§ **What to work on**: Find every line in the material below that contains the word "center", and copy each of those lines in full.

§ **Dataset entries**:
------------------------------------------------

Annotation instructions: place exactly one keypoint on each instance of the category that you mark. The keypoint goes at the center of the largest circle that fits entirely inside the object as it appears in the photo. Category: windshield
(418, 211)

------------------------------------------------

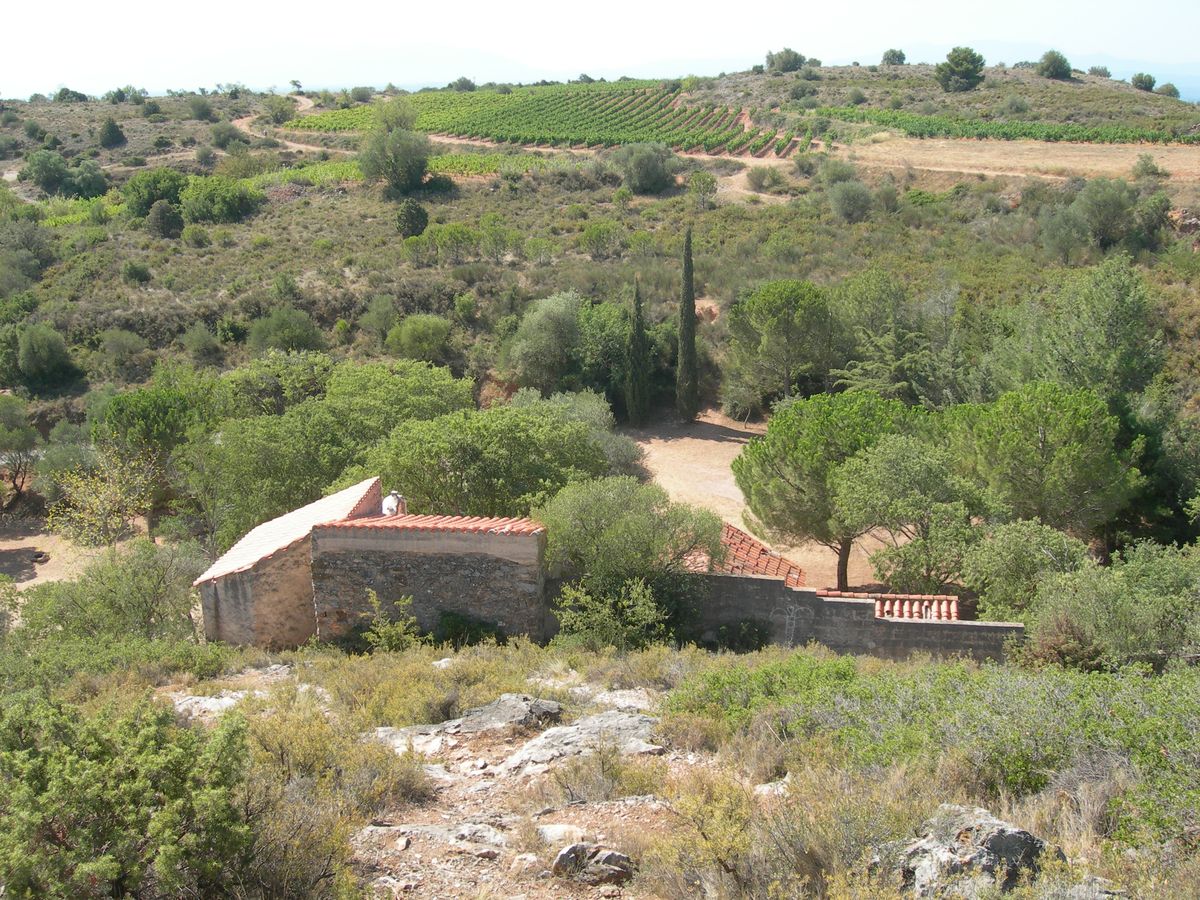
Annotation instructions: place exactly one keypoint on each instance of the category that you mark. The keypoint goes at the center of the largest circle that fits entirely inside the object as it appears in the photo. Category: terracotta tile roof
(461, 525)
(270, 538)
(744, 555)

------------------------------------------------

§ **Solution for this exercise**:
Annotation instructions: place exactly one keypoint on each instance of the category that you mark. The keypoint goes at the center of the largest circle that fits entirely inside the object as it appears in the photo. Category: windshield
Annotation instructions: place exactly one keypoint on each instance of the category that you mark. The keypoint goes at the center of the largest circle that fits entirely inside the object as it appears in the photo. Category: terracotta tile roof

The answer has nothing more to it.